• PAGE EXCERPT

-------

What makes me British?

What gave me my sense of humour?

What made me, me?

The answer is the pub, the British pub.

There is no better time, for a man, than that magical couple of hours at the start of the evening where the first four or five pints are supped, and the conversation magically meanders down a stream of wit and immeasurable fun.

You’re going to hear a lot more from me over the next few months about the British pub because they are an endangered species.  Did you know that?  Thirty-nine (that better be right, Doylie!) are closing every week.  It’s a disgrace.  A bloody disgrace, and do you know what?  I am gonna do something about it!

I’m not advocating binge-drinking, here, but there’s n’owt more fun than a night in a drinking pub.  I ain’t talking about shitty bars with chrome/pine furniture, three-quid a pint minging lager and a bunch of pretentious w***ers swanning about like fake cockneys (mockneys), I’m talking about dingy, dirty pubs with pool tables and dart boards, which brings me on to my next topic: darts.

-------

• INFORMATION

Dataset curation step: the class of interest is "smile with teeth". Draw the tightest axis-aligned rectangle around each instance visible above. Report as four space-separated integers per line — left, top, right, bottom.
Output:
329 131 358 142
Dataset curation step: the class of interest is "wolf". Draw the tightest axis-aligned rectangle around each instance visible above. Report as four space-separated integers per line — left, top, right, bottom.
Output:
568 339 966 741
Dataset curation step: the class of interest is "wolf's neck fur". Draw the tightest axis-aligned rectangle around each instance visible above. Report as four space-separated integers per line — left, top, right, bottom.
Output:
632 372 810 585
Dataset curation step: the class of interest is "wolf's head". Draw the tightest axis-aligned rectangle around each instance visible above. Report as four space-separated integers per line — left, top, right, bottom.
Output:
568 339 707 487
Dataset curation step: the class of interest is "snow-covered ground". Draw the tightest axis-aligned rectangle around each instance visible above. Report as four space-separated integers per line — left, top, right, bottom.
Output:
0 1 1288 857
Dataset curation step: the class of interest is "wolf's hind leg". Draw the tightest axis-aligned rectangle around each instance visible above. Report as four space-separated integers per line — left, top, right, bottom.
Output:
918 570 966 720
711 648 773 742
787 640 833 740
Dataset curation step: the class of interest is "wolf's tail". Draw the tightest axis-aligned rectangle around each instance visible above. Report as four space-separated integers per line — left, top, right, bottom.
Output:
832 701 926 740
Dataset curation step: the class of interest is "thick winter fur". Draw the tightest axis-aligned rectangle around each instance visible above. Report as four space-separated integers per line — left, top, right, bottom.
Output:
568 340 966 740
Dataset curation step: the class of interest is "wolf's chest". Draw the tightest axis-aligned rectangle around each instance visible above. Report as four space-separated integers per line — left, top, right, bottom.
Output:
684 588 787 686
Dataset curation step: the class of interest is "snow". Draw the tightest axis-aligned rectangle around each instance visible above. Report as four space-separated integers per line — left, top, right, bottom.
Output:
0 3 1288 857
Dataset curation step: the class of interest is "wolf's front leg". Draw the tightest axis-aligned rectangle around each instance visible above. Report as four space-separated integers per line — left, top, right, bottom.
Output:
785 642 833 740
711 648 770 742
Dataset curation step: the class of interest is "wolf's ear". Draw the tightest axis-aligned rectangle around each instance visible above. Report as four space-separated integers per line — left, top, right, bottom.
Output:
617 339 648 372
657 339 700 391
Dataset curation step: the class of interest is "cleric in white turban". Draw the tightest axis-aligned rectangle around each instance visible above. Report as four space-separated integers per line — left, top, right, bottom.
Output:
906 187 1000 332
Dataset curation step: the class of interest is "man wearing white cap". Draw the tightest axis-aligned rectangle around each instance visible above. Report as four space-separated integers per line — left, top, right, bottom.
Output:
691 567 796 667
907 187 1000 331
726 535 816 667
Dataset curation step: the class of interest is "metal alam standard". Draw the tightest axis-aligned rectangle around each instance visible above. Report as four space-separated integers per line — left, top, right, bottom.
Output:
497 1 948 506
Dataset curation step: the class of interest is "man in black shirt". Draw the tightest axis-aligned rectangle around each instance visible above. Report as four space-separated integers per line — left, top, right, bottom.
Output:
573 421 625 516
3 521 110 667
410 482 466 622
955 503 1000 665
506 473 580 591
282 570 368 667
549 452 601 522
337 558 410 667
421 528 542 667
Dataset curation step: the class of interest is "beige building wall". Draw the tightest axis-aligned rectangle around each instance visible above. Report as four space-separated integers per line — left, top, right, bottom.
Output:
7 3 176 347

-------

• WHAT TO WORK ON
Reproduce everything in the pub piece from "What made me, me?" down to "something about it!", renaming "pub" to "tavern" throughout. The entries are separate material, unrelated to the pub piece.

• RESPONSE
What made me, me?

The answer is the tavern, the British tavern.

There is no better time, for a man, than that magical couple of hours at the start of the evening where the first four or five pints are supped, and the conversation magically meanders down a stream of wit and immeasurable fun.

You’re going to hear a lot more from me over the next few months about the British tavern because they are an endangered species.  Did you know that?  Thirty-nine (that better be right, Doylie!) are closing every week.  It’s a disgrace.  A bloody disgrace, and do you know what?  I am gonna do something about it!